DATA FOR PROCESSING:

_ _ _ _ _ _ _

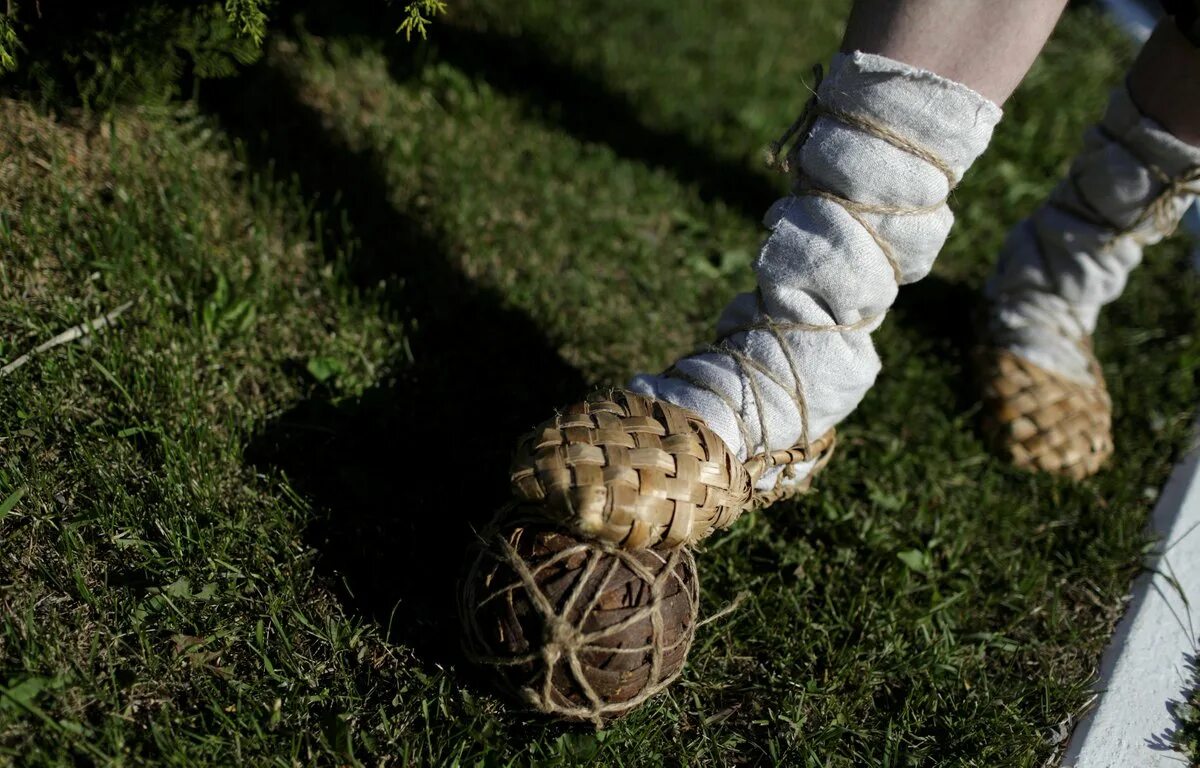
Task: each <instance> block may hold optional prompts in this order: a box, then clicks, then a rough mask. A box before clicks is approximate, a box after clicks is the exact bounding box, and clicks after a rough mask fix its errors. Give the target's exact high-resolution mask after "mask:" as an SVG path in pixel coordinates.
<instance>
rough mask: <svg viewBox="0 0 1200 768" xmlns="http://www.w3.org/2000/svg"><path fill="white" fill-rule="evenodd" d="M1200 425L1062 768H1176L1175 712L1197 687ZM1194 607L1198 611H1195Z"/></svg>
mask: <svg viewBox="0 0 1200 768" xmlns="http://www.w3.org/2000/svg"><path fill="white" fill-rule="evenodd" d="M1198 437H1200V421H1198V422H1196V425H1195V427H1194V430H1193V438H1192V445H1190V446H1189V450H1188V451H1187V454H1186V456H1184V457H1183V460H1182V461H1180V463H1177V464H1176V467H1175V469H1174V470H1172V473H1171V476H1170V479H1169V480H1168V481H1166V486H1165V487H1164V488H1163V492H1162V496H1160V497H1159V499H1158V503H1157V504H1156V505H1154V511H1153V515H1152V516H1151V523H1150V524H1151V530H1152V533H1153V535H1154V536H1156V538H1157V539H1158V544H1157V545H1156V546H1154V550H1153V551H1152V552H1151V553H1150V554H1148V556H1147V557H1146V562H1145V570H1144V571H1142V572H1141V574H1139V575H1138V577H1136V578H1135V580H1134V582H1133V592H1132V598H1130V600H1129V606H1128V608H1127V611H1126V613H1124V616H1123V617H1122V618H1121V622H1120V623H1118V624H1117V629H1116V631H1115V632H1114V635H1112V638H1111V641H1110V642H1109V647H1108V650H1105V653H1104V656H1103V659H1102V661H1100V671H1099V680H1098V684H1097V691H1098V696H1097V700H1096V706H1094V707H1093V708H1092V709H1091V710H1090V712H1088V713H1087V714H1086V715H1085V716H1084V718H1082V719H1081V720H1080V722H1079V725H1078V727H1076V728H1075V731H1074V733H1072V736H1070V740H1069V742H1068V744H1067V750H1066V754H1064V756H1063V760H1062V766H1064V767H1066V768H1110V767H1112V768H1166V767H1170V768H1178V767H1180V766H1187V764H1188V761H1187V758H1186V757H1184V756H1183V755H1182V754H1181V752H1178V751H1176V750H1175V748H1174V746H1172V744H1171V740H1172V739H1171V737H1172V734H1174V733H1175V731H1176V728H1177V727H1178V721H1177V720H1176V718H1175V714H1174V706H1175V704H1177V703H1180V702H1182V701H1184V700H1186V697H1187V695H1188V692H1189V691H1190V690H1192V688H1193V686H1194V685H1195V680H1196V659H1198V648H1200V646H1198V629H1200V443H1198ZM1193 605H1194V606H1198V611H1192V610H1190V607H1189V606H1193Z"/></svg>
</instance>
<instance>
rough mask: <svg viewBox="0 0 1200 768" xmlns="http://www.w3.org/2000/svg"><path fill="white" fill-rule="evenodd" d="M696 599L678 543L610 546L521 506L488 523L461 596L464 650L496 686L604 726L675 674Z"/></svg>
mask: <svg viewBox="0 0 1200 768" xmlns="http://www.w3.org/2000/svg"><path fill="white" fill-rule="evenodd" d="M697 606H698V583H697V578H696V563H695V560H694V559H692V556H691V553H690V552H689V551H688V550H686V548H684V547H674V548H648V550H634V551H626V550H618V548H614V547H612V546H608V545H605V544H601V542H596V541H588V540H581V539H577V538H575V536H574V535H571V534H569V533H565V532H563V530H562V529H559V528H556V527H553V524H551V523H547V522H545V516H544V515H541V514H538V512H529V511H527V512H524V514H520V512H518V514H514V515H508V516H506V520H503V521H502V522H499V523H498V524H496V526H493V528H492V529H491V530H490V532H488V533H486V534H485V535H484V538H482V540H481V542H480V546H479V548H478V551H476V552H475V556H474V557H473V558H472V560H470V564H469V566H468V570H467V575H466V577H464V580H463V583H462V592H461V595H460V606H458V607H460V614H461V618H462V623H463V630H464V640H463V646H464V649H466V652H467V654H468V656H469V658H470V659H472V660H474V661H476V662H479V664H481V665H485V666H488V667H491V668H492V670H493V671H494V672H496V673H497V677H498V678H499V682H500V683H502V685H503V686H504V688H506V689H508V690H509V691H510V692H512V694H515V695H516V696H517V697H518V698H521V700H523V701H524V702H526V703H528V704H530V706H533V707H534V708H535V709H538V710H539V712H542V713H546V714H550V715H553V716H557V718H560V719H564V720H588V721H592V722H594V724H595V725H596V726H600V725H602V724H604V722H605V721H606V720H611V719H613V718H618V716H620V715H624V714H626V713H628V712H630V710H632V709H634V708H636V707H637V706H638V704H641V703H643V702H644V701H647V700H648V698H650V697H652V696H654V695H655V694H658V692H659V691H661V690H662V689H664V688H666V686H667V685H670V684H671V683H672V682H673V680H674V679H676V678H677V677H678V676H679V672H680V671H682V670H683V665H684V660H685V659H686V656H688V649H689V648H690V647H691V641H692V636H694V634H695V629H696V612H697Z"/></svg>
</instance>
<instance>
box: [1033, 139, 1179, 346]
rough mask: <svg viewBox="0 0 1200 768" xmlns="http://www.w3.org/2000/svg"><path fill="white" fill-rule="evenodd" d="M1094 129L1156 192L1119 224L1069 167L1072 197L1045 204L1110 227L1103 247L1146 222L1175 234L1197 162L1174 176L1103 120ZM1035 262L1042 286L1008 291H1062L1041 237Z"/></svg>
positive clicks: (1154, 230)
mask: <svg viewBox="0 0 1200 768" xmlns="http://www.w3.org/2000/svg"><path fill="white" fill-rule="evenodd" d="M1096 128H1097V131H1098V132H1099V134H1100V136H1102V137H1104V139H1105V140H1108V142H1110V143H1112V144H1116V145H1117V146H1120V148H1121V149H1123V150H1124V151H1126V152H1127V154H1128V155H1129V156H1130V157H1133V158H1134V160H1135V161H1138V162H1139V163H1140V164H1141V166H1142V167H1144V168H1146V170H1148V172H1150V175H1151V176H1152V178H1153V179H1154V181H1157V182H1158V184H1159V185H1160V188H1159V191H1158V193H1157V194H1156V196H1154V197H1153V198H1151V199H1150V202H1148V203H1146V204H1145V208H1142V209H1141V211H1140V212H1139V214H1138V216H1136V217H1135V218H1134V220H1133V222H1132V223H1129V224H1121V223H1118V222H1114V221H1112V220H1111V218H1110V217H1109V216H1108V215H1106V214H1104V212H1103V211H1100V210H1099V209H1098V208H1096V205H1094V204H1093V203H1092V202H1091V200H1090V199H1088V198H1087V196H1086V194H1085V193H1084V188H1082V186H1081V185H1080V181H1079V175H1078V172H1076V169H1075V168H1074V167H1072V168H1070V169H1069V170H1068V172H1067V178H1066V181H1067V184H1068V185H1069V186H1070V190H1072V192H1073V200H1060V199H1056V198H1055V196H1054V194H1051V196H1050V198H1049V199H1048V200H1046V203H1045V204H1046V205H1049V206H1051V208H1056V209H1058V210H1060V211H1062V212H1063V214H1067V215H1068V216H1074V217H1078V218H1082V220H1084V221H1086V222H1088V223H1091V224H1096V226H1098V227H1102V228H1104V229H1109V230H1110V232H1111V238H1110V239H1109V240H1106V241H1105V242H1104V245H1103V246H1102V247H1103V248H1104V250H1108V248H1111V247H1114V245H1115V244H1116V241H1117V240H1118V239H1120V238H1123V236H1133V238H1138V235H1140V234H1144V230H1142V228H1144V227H1145V226H1146V224H1147V223H1148V224H1151V230H1152V232H1153V233H1154V234H1158V235H1160V236H1162V238H1170V236H1171V235H1172V234H1175V230H1176V229H1177V228H1178V226H1180V220H1181V218H1182V211H1181V210H1176V205H1177V203H1178V200H1181V199H1184V198H1187V197H1189V196H1192V197H1194V196H1200V166H1192V167H1189V168H1187V169H1184V170H1183V172H1182V173H1180V174H1178V175H1176V176H1172V175H1171V174H1169V173H1166V172H1165V170H1163V168H1162V167H1160V166H1158V164H1157V163H1154V162H1152V161H1151V160H1148V158H1146V157H1145V156H1144V155H1142V154H1141V152H1140V151H1139V150H1138V148H1135V146H1133V145H1132V144H1129V142H1127V140H1126V139H1124V138H1123V137H1121V136H1118V134H1116V133H1114V132H1112V131H1110V130H1108V128H1106V127H1104V125H1103V124H1098V125H1097V126H1096ZM1036 247H1037V256H1038V262H1039V263H1040V265H1042V271H1043V272H1044V274H1045V275H1046V276H1048V277H1049V280H1048V281H1046V284H1045V286H1036V284H1027V286H1022V287H1021V288H1020V289H1019V290H1014V292H1010V293H1039V294H1048V295H1051V296H1061V295H1062V293H1063V292H1062V284H1063V280H1062V274H1061V272H1060V271H1058V270H1057V269H1056V268H1055V266H1054V264H1052V263H1051V262H1050V260H1049V259H1048V258H1046V256H1045V252H1044V250H1043V247H1042V244H1040V241H1038V242H1037V244H1036ZM1066 311H1067V313H1068V316H1069V317H1070V318H1072V319H1073V320H1074V322H1075V325H1076V328H1081V326H1084V322H1082V319H1081V318H1080V317H1079V314H1078V312H1076V310H1075V307H1074V306H1073V305H1070V304H1067V306H1066ZM1039 325H1042V326H1049V328H1050V330H1052V331H1055V332H1060V334H1063V335H1064V336H1067V337H1068V338H1076V336H1078V332H1076V331H1075V330H1074V329H1072V328H1067V326H1064V325H1063V324H1062V323H1061V322H1060V323H1052V324H1051V323H1039Z"/></svg>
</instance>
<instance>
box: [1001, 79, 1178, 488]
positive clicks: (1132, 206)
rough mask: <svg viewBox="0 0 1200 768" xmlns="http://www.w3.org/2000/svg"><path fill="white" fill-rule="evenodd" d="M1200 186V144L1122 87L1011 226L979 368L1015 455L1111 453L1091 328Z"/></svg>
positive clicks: (1037, 463)
mask: <svg viewBox="0 0 1200 768" xmlns="http://www.w3.org/2000/svg"><path fill="white" fill-rule="evenodd" d="M1198 192H1200V148H1196V146H1192V145H1189V144H1186V143H1183V142H1181V140H1180V139H1177V138H1175V137H1174V136H1171V134H1170V133H1168V132H1166V131H1165V130H1163V127H1162V126H1159V125H1158V124H1156V122H1154V121H1153V120H1150V119H1148V118H1146V116H1145V115H1142V114H1141V113H1140V112H1139V110H1138V107H1136V104H1134V102H1133V100H1132V97H1130V96H1129V94H1128V91H1127V90H1126V89H1124V88H1118V89H1117V90H1116V91H1114V94H1112V96H1111V98H1110V100H1109V108H1108V110H1106V113H1105V115H1104V118H1103V119H1102V121H1100V122H1099V124H1098V125H1096V126H1093V127H1092V128H1091V130H1088V132H1087V134H1086V136H1085V145H1084V151H1082V152H1080V155H1079V156H1078V157H1076V158H1075V161H1074V162H1073V163H1072V167H1070V172H1069V173H1068V174H1067V178H1066V179H1064V180H1063V181H1062V182H1061V184H1060V185H1058V186H1057V187H1056V188H1055V191H1054V192H1052V193H1051V196H1050V198H1049V199H1048V200H1046V202H1045V203H1044V204H1043V205H1040V206H1039V208H1038V209H1037V210H1036V211H1034V212H1033V215H1032V216H1030V217H1028V218H1027V220H1025V221H1022V222H1021V223H1020V224H1018V226H1016V227H1015V228H1014V229H1013V232H1010V233H1009V236H1008V240H1007V241H1006V244H1004V248H1003V251H1002V252H1001V256H1000V259H998V260H997V264H996V269H995V271H994V272H992V275H991V277H990V280H989V281H988V292H986V293H988V300H989V305H988V322H986V324H985V328H984V335H985V337H986V341H985V344H986V348H985V349H984V350H983V352H982V354H980V358H979V368H980V376H982V384H983V404H984V414H983V420H984V427H985V430H986V431H988V432H989V436H990V437H991V438H992V440H994V442H995V446H996V449H997V450H998V452H1001V454H1002V455H1004V456H1007V457H1008V458H1010V460H1012V461H1013V463H1014V464H1016V466H1018V467H1022V468H1025V469H1031V470H1038V472H1050V473H1056V474H1064V475H1068V476H1072V478H1075V479H1082V478H1086V476H1088V475H1092V474H1094V473H1096V472H1098V470H1099V469H1100V467H1102V466H1103V464H1104V462H1105V461H1106V460H1108V458H1109V456H1110V455H1111V454H1112V404H1111V401H1110V398H1109V392H1108V389H1106V386H1105V383H1104V374H1103V372H1102V371H1100V366H1099V364H1098V362H1097V360H1096V356H1094V355H1093V354H1092V343H1091V336H1092V334H1093V332H1094V330H1096V322H1097V318H1098V316H1099V313H1100V308H1102V307H1103V306H1104V305H1106V304H1109V302H1111V301H1114V300H1116V298H1117V296H1120V295H1121V292H1122V290H1123V288H1124V284H1126V280H1127V277H1128V275H1129V272H1130V271H1132V270H1133V269H1134V268H1135V266H1136V265H1138V264H1139V263H1140V262H1141V258H1142V247H1144V246H1146V245H1151V244H1153V242H1157V241H1159V240H1162V239H1163V238H1165V236H1168V235H1169V234H1170V233H1171V232H1172V230H1174V229H1175V227H1176V224H1177V223H1178V221H1180V217H1181V216H1182V214H1183V211H1184V210H1187V208H1188V206H1189V205H1190V203H1192V200H1193V198H1194V197H1195V196H1196V193H1198Z"/></svg>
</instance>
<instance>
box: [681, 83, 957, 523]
mask: <svg viewBox="0 0 1200 768" xmlns="http://www.w3.org/2000/svg"><path fill="white" fill-rule="evenodd" d="M814 77H815V80H816V83H815V84H814V85H812V89H811V90H812V96H811V97H810V98H809V101H808V103H806V104H805V106H804V109H803V112H800V115H799V116H798V118H797V119H796V120H794V121H793V122H792V125H790V126H788V127H787V130H786V131H784V133H782V136H780V137H779V138H778V139H776V140H774V142H772V143H770V145H769V146H768V149H767V163H768V166H770V167H772V168H775V169H778V170H781V172H784V173H791V174H792V175H793V178H794V186H793V191H792V194H793V196H794V197H816V198H821V199H824V200H829V202H832V203H835V204H836V205H839V206H841V209H842V210H845V211H846V214H847V215H850V217H851V218H852V220H853V221H854V222H856V223H857V224H858V226H859V227H862V228H863V230H865V232H866V234H868V235H870V238H871V239H872V240H874V241H875V244H876V245H877V246H878V248H880V252H881V253H882V254H883V258H884V259H886V260H887V263H888V265H889V266H890V269H892V275H893V277H894V278H895V282H896V286H900V284H902V283H904V272H902V270H901V266H900V262H899V259H898V258H896V254H895V251H894V248H893V247H892V244H890V242H888V241H887V239H886V238H883V236H882V235H881V234H880V232H878V229H877V228H876V226H875V224H872V223H871V222H870V221H869V220H868V216H920V215H925V214H931V212H935V211H937V210H940V209H941V208H942V206H944V205H946V203H947V199H948V197H949V193H950V192H953V190H954V187H955V186H956V185H958V180H959V179H958V174H956V173H955V170H954V168H953V167H952V166H950V164H949V163H947V162H946V161H944V160H942V158H941V157H938V156H937V155H936V154H935V152H932V151H930V150H929V149H928V148H925V146H923V145H920V144H918V143H916V142H913V140H911V139H908V138H907V137H905V136H902V134H900V133H898V132H895V131H893V130H892V128H889V127H888V126H886V125H882V124H881V122H878V121H876V120H874V119H871V118H868V116H865V115H862V114H854V113H848V112H845V110H840V109H835V108H833V107H830V106H829V104H826V103H823V102H822V101H821V98H820V96H818V90H820V85H821V82H822V79H823V70H822V68H821V66H820V65H817V66H816V67H814ZM822 116H824V118H829V119H832V120H836V121H838V122H841V124H842V125H846V126H848V127H851V128H854V130H857V131H860V132H862V133H865V134H868V136H870V137H874V138H876V139H880V140H883V142H887V143H888V144H890V145H892V146H895V148H896V149H900V150H902V151H905V152H907V154H910V155H912V156H914V157H917V158H919V160H922V161H924V162H925V163H928V164H929V166H931V167H934V168H936V169H937V170H938V172H940V173H941V174H942V175H944V176H946V181H947V197H944V198H942V199H941V200H937V202H936V203H930V204H926V205H889V204H884V203H865V202H860V200H854V199H851V198H848V197H846V196H844V194H840V193H839V192H836V191H835V190H829V188H823V187H821V186H820V185H818V184H817V182H816V181H815V180H814V179H811V178H810V176H808V175H806V174H804V172H803V168H802V163H800V162H799V158H800V152H802V150H803V149H804V144H805V143H806V142H808V138H809V136H810V133H811V131H812V126H814V125H815V124H816V121H817V119H818V118H822ZM790 142H792V146H791V149H787V145H788V143H790ZM756 298H757V318H756V319H755V322H752V323H748V324H744V325H739V326H737V328H734V329H732V330H730V331H728V332H726V334H725V335H724V336H722V337H721V338H719V340H718V341H716V343H714V344H710V346H708V347H706V348H703V349H701V350H700V352H698V353H696V354H706V353H709V354H716V355H724V356H727V358H728V359H730V360H732V361H733V364H734V366H736V368H737V373H738V376H739V378H740V379H742V380H744V382H746V384H748V386H746V389H748V390H749V397H750V400H751V401H752V410H754V418H755V419H756V420H757V421H758V424H757V426H758V431H757V432H758V439H757V440H755V439H754V438H752V431H751V428H750V427H751V424H750V422H748V421H746V418H745V416H744V415H743V414H744V412H745V409H744V408H742V407H739V406H738V404H737V403H734V402H733V398H732V397H730V396H728V395H726V394H725V392H722V391H720V390H718V389H716V388H715V386H714V385H713V384H709V383H707V382H703V380H701V379H698V378H696V377H695V376H690V374H688V373H686V372H684V371H680V370H679V367H678V364H677V365H674V366H672V367H670V368H668V370H667V371H666V372H665V376H668V377H672V378H678V379H680V380H683V382H686V383H688V384H691V385H692V386H696V388H698V389H701V390H704V391H707V392H709V394H710V395H713V396H715V397H716V398H718V400H720V401H721V402H722V403H725V406H726V407H727V408H728V409H730V412H731V413H732V414H733V418H734V421H736V425H737V428H738V432H739V434H740V436H742V442H743V444H744V445H745V449H746V454H748V456H749V458H746V468H748V469H749V470H750V475H751V482H752V484H755V485H756V484H757V481H758V480H760V479H761V478H762V476H763V474H764V473H766V472H767V470H768V469H770V468H772V467H776V466H779V464H787V470H786V472H784V473H781V476H780V479H779V480H778V481H776V482H775V487H774V488H773V490H772V491H766V492H763V491H758V490H757V488H755V499H754V503H755V504H757V505H764V504H767V503H769V502H770V500H773V499H774V498H779V496H781V494H782V492H784V487H785V484H784V480H786V479H791V478H792V476H794V474H796V473H794V464H797V463H802V462H810V461H814V460H816V461H817V462H818V466H821V464H823V462H824V461H828V451H829V450H830V449H832V448H833V443H834V438H833V430H830V431H829V432H828V433H826V434H824V436H822V437H821V438H820V439H816V440H814V439H812V436H811V434H810V431H809V404H808V400H806V397H805V392H804V386H803V383H802V380H800V374H799V365H798V364H797V360H796V356H794V353H793V352H792V349H791V344H788V343H787V335H788V334H793V332H833V334H841V332H847V331H857V330H863V329H865V328H869V326H872V325H875V324H877V323H878V322H880V320H882V313H877V314H870V316H865V317H863V318H862V319H859V320H858V322H856V323H848V324H841V323H835V324H828V325H818V324H811V323H796V322H788V320H778V319H774V318H772V317H770V316H769V314H768V312H767V307H766V306H764V301H763V295H762V290H761V288H760V290H758V292H757V293H756ZM751 331H762V332H767V334H769V335H770V336H772V337H773V338H774V340H775V343H776V344H779V348H780V349H781V350H782V353H784V356H785V359H786V360H787V365H788V370H790V373H791V374H792V384H791V385H787V384H785V383H784V382H782V380H781V379H780V377H779V376H778V374H776V373H775V372H773V371H770V370H769V368H768V367H767V366H764V365H763V364H761V362H758V361H757V360H754V359H752V358H750V356H749V355H748V354H745V353H744V352H743V350H742V349H739V348H738V346H737V344H734V343H733V341H732V340H733V337H734V336H738V335H742V334H749V332H751ZM756 373H758V374H762V376H763V378H766V379H767V380H768V382H770V383H773V384H775V385H776V386H778V388H779V389H780V390H781V391H785V392H787V395H788V397H790V398H791V401H792V403H793V406H794V407H796V410H797V413H798V414H799V415H800V437H799V443H798V444H797V445H796V446H793V448H791V449H786V450H781V451H772V450H770V434H769V431H768V425H767V415H766V403H764V398H763V396H762V390H761V385H760V382H758V377H757V376H755V374H756ZM756 449H760V450H757V451H756Z"/></svg>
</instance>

_ _ _ _ _ _ _

Find the word "positive" in the listing above, then copy each line where it turns up.

REPLY TO THE TASK:
positive clicks: (1154, 230)
positive clicks: (1132, 206)
positive clicks: (1037, 463)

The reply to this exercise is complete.